- _What is being asked_: Find all lines below containing the string "dark" and return them.
-------- Extracted entries
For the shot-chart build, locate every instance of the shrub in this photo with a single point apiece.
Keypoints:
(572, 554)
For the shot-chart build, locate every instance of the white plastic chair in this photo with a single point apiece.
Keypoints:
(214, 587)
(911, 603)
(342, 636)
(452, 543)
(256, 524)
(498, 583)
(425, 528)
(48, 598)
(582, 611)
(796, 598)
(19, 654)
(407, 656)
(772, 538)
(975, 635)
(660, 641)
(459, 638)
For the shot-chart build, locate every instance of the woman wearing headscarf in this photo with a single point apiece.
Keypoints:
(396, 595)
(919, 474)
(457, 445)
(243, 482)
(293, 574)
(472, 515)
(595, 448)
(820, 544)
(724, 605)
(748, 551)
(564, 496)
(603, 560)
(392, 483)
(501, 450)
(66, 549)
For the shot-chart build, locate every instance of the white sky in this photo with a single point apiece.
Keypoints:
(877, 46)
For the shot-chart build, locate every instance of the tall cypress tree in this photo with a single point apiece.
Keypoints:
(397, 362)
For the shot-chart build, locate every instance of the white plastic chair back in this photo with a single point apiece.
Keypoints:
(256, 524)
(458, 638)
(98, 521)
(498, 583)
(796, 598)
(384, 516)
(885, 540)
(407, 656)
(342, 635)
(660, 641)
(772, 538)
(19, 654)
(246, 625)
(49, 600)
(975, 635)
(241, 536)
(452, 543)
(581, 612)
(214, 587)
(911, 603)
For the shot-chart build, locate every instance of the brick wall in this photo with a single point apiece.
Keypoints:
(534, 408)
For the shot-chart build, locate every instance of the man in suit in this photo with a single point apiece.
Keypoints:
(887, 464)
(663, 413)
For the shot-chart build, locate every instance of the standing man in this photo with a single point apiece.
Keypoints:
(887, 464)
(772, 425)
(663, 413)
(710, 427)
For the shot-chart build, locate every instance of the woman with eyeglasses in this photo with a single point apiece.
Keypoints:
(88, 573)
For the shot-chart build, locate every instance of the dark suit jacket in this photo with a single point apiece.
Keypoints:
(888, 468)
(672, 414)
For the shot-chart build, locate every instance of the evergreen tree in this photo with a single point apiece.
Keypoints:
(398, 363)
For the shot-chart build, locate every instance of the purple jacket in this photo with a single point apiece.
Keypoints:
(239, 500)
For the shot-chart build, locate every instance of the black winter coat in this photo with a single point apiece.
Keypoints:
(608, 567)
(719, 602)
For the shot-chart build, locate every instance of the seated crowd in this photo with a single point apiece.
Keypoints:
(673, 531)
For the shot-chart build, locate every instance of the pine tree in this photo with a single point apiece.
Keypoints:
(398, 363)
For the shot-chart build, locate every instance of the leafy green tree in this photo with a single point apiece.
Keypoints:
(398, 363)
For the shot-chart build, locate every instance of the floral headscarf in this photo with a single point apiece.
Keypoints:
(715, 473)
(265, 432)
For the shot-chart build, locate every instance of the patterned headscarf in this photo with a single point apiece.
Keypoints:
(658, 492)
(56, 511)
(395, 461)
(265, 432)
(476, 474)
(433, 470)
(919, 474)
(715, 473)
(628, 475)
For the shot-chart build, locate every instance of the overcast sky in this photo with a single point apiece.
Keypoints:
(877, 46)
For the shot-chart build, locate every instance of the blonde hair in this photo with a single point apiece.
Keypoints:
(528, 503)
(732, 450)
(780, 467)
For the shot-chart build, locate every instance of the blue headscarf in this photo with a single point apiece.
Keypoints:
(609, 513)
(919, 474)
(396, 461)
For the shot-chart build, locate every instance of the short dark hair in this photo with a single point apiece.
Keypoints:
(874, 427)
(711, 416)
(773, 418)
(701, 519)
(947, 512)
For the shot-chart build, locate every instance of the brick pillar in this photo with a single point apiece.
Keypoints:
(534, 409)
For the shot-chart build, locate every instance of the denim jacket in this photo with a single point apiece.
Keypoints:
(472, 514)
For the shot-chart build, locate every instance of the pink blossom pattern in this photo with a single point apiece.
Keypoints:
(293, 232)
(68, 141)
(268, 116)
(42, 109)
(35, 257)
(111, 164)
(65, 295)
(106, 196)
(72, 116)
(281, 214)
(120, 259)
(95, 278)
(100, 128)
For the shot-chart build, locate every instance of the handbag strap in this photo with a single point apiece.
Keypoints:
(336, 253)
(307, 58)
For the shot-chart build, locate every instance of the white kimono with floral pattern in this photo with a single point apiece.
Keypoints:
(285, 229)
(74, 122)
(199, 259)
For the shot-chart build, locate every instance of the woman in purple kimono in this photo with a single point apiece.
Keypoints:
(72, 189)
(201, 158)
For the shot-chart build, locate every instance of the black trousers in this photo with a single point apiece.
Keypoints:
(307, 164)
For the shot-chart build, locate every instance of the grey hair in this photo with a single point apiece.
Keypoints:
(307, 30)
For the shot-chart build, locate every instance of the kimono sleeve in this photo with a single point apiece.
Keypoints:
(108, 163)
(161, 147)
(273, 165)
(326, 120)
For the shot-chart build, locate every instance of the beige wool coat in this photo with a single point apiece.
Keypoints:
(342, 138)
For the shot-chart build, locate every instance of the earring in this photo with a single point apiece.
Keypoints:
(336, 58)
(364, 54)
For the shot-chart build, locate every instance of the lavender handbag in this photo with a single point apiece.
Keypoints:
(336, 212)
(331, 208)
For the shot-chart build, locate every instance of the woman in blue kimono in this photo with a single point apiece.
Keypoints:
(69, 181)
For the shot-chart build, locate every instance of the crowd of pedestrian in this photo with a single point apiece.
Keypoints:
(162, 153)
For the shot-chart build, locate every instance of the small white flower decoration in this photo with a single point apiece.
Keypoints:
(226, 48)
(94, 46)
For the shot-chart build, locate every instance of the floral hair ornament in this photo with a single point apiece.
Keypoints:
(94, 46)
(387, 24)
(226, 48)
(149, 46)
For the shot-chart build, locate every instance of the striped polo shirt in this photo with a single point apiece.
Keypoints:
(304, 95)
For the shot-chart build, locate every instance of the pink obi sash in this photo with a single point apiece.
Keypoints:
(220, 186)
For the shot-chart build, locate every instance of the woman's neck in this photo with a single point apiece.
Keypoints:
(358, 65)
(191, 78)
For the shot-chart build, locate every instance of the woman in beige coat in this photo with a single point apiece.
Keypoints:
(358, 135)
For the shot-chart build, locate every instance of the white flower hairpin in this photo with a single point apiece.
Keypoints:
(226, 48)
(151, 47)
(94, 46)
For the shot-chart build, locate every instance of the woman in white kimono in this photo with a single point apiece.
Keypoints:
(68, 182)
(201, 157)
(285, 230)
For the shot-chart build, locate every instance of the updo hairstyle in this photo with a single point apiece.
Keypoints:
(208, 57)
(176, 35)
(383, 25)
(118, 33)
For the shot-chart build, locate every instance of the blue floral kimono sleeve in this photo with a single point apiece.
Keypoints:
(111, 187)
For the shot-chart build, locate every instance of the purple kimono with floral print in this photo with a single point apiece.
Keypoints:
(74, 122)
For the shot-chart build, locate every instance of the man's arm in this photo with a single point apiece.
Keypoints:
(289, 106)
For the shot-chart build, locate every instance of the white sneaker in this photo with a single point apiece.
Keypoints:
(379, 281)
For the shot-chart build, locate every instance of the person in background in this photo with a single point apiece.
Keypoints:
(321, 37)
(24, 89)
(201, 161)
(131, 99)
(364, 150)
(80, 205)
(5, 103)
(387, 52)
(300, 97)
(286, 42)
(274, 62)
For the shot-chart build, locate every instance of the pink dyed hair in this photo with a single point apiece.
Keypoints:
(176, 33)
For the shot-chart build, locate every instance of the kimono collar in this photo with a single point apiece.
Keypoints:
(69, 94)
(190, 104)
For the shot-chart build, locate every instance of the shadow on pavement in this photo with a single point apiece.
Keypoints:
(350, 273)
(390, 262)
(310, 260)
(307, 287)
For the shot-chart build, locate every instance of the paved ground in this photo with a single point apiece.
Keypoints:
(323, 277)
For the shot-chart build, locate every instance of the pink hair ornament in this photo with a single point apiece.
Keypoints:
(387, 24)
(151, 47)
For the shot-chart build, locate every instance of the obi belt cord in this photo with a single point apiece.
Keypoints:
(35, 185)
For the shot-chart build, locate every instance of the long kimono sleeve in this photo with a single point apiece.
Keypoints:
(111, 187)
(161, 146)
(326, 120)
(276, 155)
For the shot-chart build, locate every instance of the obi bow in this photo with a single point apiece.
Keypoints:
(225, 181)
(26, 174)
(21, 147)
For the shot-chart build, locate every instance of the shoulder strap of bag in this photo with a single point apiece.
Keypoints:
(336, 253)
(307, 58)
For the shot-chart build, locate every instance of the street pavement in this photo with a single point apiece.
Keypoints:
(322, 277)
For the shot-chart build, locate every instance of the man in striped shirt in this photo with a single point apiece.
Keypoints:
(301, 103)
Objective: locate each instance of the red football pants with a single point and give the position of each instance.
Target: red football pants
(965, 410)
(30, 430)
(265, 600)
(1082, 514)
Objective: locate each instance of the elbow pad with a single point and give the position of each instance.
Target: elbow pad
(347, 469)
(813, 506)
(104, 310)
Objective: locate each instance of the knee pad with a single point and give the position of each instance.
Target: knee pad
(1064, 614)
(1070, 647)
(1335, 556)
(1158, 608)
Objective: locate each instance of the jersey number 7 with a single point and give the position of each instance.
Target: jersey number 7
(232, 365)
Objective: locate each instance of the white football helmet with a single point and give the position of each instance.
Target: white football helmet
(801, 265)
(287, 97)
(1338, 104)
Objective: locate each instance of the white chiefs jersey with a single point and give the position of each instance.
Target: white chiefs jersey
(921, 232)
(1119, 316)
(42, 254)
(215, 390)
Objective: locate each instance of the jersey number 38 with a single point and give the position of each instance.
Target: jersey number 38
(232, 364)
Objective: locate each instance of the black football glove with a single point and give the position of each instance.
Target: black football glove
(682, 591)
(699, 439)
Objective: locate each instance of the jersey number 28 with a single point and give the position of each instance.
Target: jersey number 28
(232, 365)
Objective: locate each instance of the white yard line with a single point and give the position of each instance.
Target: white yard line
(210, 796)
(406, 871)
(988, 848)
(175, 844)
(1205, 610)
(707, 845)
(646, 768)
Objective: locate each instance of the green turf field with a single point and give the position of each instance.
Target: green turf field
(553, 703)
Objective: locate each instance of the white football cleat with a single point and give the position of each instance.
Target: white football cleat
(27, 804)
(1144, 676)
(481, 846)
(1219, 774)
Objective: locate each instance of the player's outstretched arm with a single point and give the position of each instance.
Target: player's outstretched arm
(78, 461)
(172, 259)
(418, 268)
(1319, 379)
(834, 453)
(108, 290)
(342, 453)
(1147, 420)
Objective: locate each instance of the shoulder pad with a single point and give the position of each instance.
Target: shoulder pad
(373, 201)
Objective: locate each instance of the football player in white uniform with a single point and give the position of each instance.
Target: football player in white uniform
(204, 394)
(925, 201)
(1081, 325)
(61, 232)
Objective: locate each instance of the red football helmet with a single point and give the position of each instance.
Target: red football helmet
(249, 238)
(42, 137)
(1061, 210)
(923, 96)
----------------
- _Answer to this problem_:
For the shot-chart build, locate every instance of the dark suit jacket in this photo with a single point apiece.
For the shot-chart build, locate every instance of the short dark hair in this photo with a single point apiece.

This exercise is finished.